▶ Task to carry out:
Print the entries once more, unchanged.

▶ Source material:

· · · ·

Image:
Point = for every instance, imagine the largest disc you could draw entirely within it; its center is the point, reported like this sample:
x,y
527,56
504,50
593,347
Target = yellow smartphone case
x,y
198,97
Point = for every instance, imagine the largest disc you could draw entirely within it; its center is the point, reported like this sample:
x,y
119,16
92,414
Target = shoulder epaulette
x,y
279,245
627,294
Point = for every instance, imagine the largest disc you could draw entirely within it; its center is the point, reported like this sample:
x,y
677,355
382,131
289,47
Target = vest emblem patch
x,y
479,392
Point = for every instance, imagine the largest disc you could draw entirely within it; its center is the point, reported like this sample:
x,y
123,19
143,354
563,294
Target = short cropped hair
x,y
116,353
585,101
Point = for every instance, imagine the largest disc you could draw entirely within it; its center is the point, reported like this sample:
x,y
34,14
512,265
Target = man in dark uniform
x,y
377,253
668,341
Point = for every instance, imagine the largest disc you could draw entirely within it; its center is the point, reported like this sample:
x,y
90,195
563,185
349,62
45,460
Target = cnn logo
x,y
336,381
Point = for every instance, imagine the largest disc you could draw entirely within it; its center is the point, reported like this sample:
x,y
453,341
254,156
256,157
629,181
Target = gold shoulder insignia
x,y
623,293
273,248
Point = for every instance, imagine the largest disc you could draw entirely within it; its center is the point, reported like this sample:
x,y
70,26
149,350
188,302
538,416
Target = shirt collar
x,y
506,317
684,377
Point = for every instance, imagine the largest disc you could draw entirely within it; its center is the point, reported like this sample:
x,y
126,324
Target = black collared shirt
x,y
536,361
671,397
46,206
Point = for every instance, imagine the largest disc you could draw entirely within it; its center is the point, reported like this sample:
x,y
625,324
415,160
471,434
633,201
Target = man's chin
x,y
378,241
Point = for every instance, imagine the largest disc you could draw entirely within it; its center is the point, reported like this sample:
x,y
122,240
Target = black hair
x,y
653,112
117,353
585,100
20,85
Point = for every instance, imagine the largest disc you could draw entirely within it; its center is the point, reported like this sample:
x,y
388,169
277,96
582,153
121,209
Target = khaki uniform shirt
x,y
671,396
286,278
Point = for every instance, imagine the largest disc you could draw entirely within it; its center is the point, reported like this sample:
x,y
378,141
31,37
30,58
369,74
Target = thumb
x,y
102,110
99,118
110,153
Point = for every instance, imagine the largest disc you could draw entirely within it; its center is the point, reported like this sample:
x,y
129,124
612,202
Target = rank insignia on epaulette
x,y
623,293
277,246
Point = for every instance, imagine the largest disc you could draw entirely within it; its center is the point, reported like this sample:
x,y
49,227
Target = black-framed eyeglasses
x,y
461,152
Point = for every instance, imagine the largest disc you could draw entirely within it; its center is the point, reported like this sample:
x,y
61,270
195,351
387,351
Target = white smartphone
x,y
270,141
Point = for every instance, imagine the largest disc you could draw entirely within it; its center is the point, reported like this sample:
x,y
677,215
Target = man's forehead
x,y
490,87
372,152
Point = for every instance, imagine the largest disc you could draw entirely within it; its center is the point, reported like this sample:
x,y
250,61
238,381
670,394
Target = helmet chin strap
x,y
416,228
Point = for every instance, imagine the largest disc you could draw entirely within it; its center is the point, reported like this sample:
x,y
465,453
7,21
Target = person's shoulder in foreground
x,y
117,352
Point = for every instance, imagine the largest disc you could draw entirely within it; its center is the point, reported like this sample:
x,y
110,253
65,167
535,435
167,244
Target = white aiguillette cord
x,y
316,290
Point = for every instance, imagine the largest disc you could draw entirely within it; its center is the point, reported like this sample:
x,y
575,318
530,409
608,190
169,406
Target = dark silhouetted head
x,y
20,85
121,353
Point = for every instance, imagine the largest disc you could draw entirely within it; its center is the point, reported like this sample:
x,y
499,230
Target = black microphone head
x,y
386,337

· · · ·

▶ Task answer:
Image:
Point = for every instance, imagine the largest disc you could draw entirely within it; its center is the point, reported like this sample:
x,y
527,56
504,50
593,347
Target = yellow smartphone case
x,y
198,97
Point = for every instance, imagine the largest disc you could draw entirely within it; its center is the point, reported like this sample:
x,y
119,16
92,414
Target = shoulder epaulette
x,y
279,245
627,294
Point = for every instance, imagine the largest disc you could draw entirely within it; its center is the point, reported like this sample:
x,y
677,355
382,131
289,47
Target = vest emblem patch
x,y
479,392
Point = for every instance, imagine the largest disc you could draw entirely within it; its center is the point, reported like this sample:
x,y
123,19
143,354
563,294
Target = short cropped hair
x,y
116,353
585,101
Point = for every instance, imagine the largest disc you could draw entirely within it; its center is the point, reported like this sample:
x,y
34,14
512,265
Target = man in dark uniform
x,y
377,253
668,341
Point = for every instance, imagine the largest disc you could draw entirely within it; its center is the point, reported like this sample:
x,y
90,195
563,185
349,62
45,460
Target = cnn logo
x,y
336,381
Point = for every instance, imagine the largest disc you could draw entirely within it; its center is the point, reported like this sample:
x,y
453,341
254,156
256,157
629,181
Target = gold shoulder insignia
x,y
623,293
273,248
Point = for every instance, imagine the largest disc you could draw entirely within it; its center is the point, reported like this sample:
x,y
70,26
149,350
188,302
538,416
Target = shirt collar
x,y
506,317
684,377
Point = for every instance, imagine the largest disc you could draw entirely within it; its center is the point, reported like this sample:
x,y
126,324
Target = black collared shirt
x,y
536,361
671,397
46,206
Point = for every instance, imagine the largest disc you could draw entirely within it; its center is the point, reported like this sample:
x,y
625,324
415,160
471,434
633,201
Target = man's chin
x,y
378,241
Point = for every instance, imagine the largest disc you could draw entirely within it; its center is the point, reported like this sample:
x,y
122,240
Target = black hair
x,y
653,112
117,353
585,100
20,85
Point = for every instance, imagine the largest disc you could draw entirely within it; its center is the point, reported like this sample:
x,y
388,169
277,96
582,153
121,209
Target = khaki uniform shirt
x,y
671,396
286,278
Point = for every instance, imagine the largest disc you could draw entirely within it; its center is the point, reported like this sample:
x,y
378,141
31,37
30,58
369,74
Target = thumb
x,y
102,110
99,118
110,153
Point = for every instance, imagine the largest disc you could draw entirely within it; its center is the point, reported like this sample:
x,y
129,124
612,202
Target = rank insignia on epaulette
x,y
623,293
277,246
Point = for every instance, imagine the largest disc you could draw entirely within it; its center is the point, reported like this sample:
x,y
49,227
Target = black-framed eyeglasses
x,y
461,152
Point = for every instance, imagine the largest disc you could draw entirely within it; its center is the point, reported like this sample:
x,y
61,270
195,351
387,351
Target = white smartphone
x,y
270,141
Point = for every instance, imagine the largest disc you could draw entirely within it; its center is the point, reported like this sample:
x,y
677,215
Target = man's forehead
x,y
490,87
372,152
Point = for every instance, imagine the largest disc you could draw entirely within it; its center is the point, reported like this sample:
x,y
250,61
238,381
670,394
Target = helmet chin strap
x,y
416,228
Point = for every instance, imagine the largest disc you could draw entirely within it; its center is the point, reported like this sample:
x,y
465,453
7,21
Target = person's shoulder in foreground
x,y
117,352
Point = for every instance, imagine the largest disc you could draw entirely within it; its center is the point, reported like this sample:
x,y
110,253
65,167
535,435
167,244
Target = white aiguillette cord
x,y
316,290
Point = for every instance, imagine the largest disc you could draw entirely within it; its center is the point, reported like this sample:
x,y
575,318
530,409
608,190
169,406
Target = dark silhouetted head
x,y
20,85
121,353
Point = for every instance, imagine the largest disc you could draw entirely within it; its center is the point, reported like this sample:
x,y
499,230
Target = black microphone head
x,y
386,337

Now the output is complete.